- _ACTION ITEM_
Copy out everything in the AMR article from "Speaking at the" down to "focus’ is essential.".

- _SOURCE TEXT_

Start of Block

Two experts call for renewed focus on AMR

Speaking at the launch of the AMR Centre in Alderley Park, Cheshire, two experts in the field of antimicrobial resistance (AMR) have raised concerns that research into this serious public health threat are lagging and a ‘renewed focus’ is essential.

Lord Jim O’Neill, author of a landmark report on antimicrobial resistance (AMR) said that the UK government has ‘lost focus’ on the challenge over the last 18 months. He also urged big pharma to ‘do more than talk about the problem’. The executive director of the new AMR Centre, Dr Peter Jackson, revealed that the number of scientists working in the industry on AMR is down on that of last year — now fewer than 500 worldwide!

O’Neill told the audience at Alderley Park: “The UK government has played a mammoth role in getting the ball rolling on AMR all over the world but since the review, some of the intensity of focus has been lost. I hope the government rediscovers the passion for championing the AMR Centre and other initiatives that place Britain in a leading role on this issue.

“All of the talk from the big pharmaceutical companies must also now translate into action. I have seen evidence of encouraging early research and we need big pharma to take more open-minded approach and back these ideas with their own money.”

Within O’Neill’s review, which was commissioned by David Cameron when he was prime minister, it was predicted that antibiotic resistance will account for over 10 million deaths per year globally by 2050. Furthermore, it specified that if no new antibiotics are developed, the cost to the global economy of AMR would be $100 trillion by the same year.

End of Block

- _DATA BLOCK_
Start of Block

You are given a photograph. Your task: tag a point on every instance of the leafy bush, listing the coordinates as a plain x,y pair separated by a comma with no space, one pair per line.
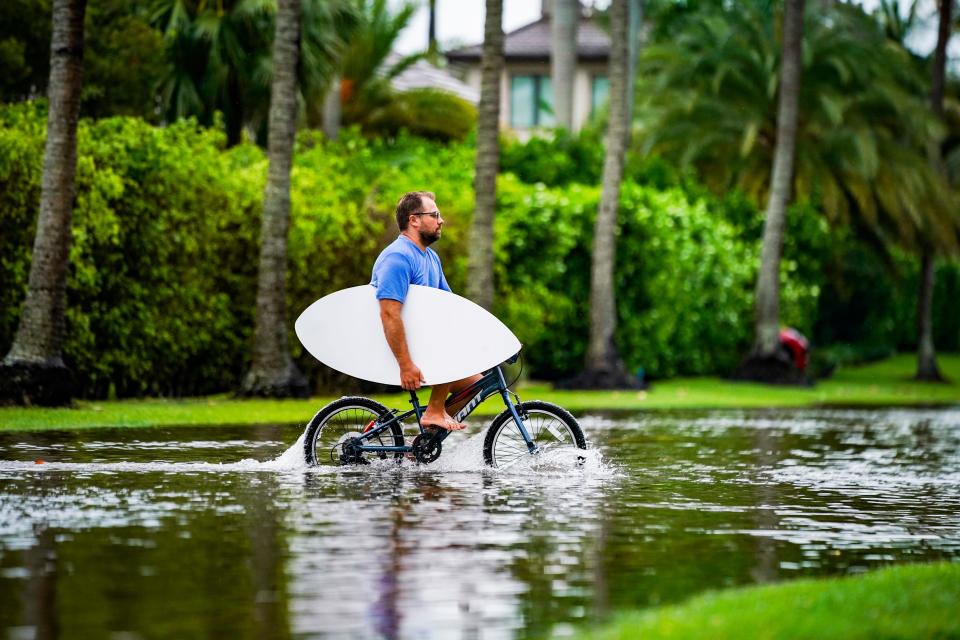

End of Block

- _ANSWER SECTION_
Speaking at the launch of the AMR Centre in Alderley Park, Cheshire, two experts in the field of antimicrobial resistance (AMR) have raised concerns that research into this serious public health threat are lagging and a ‘renewed focus’ is essential.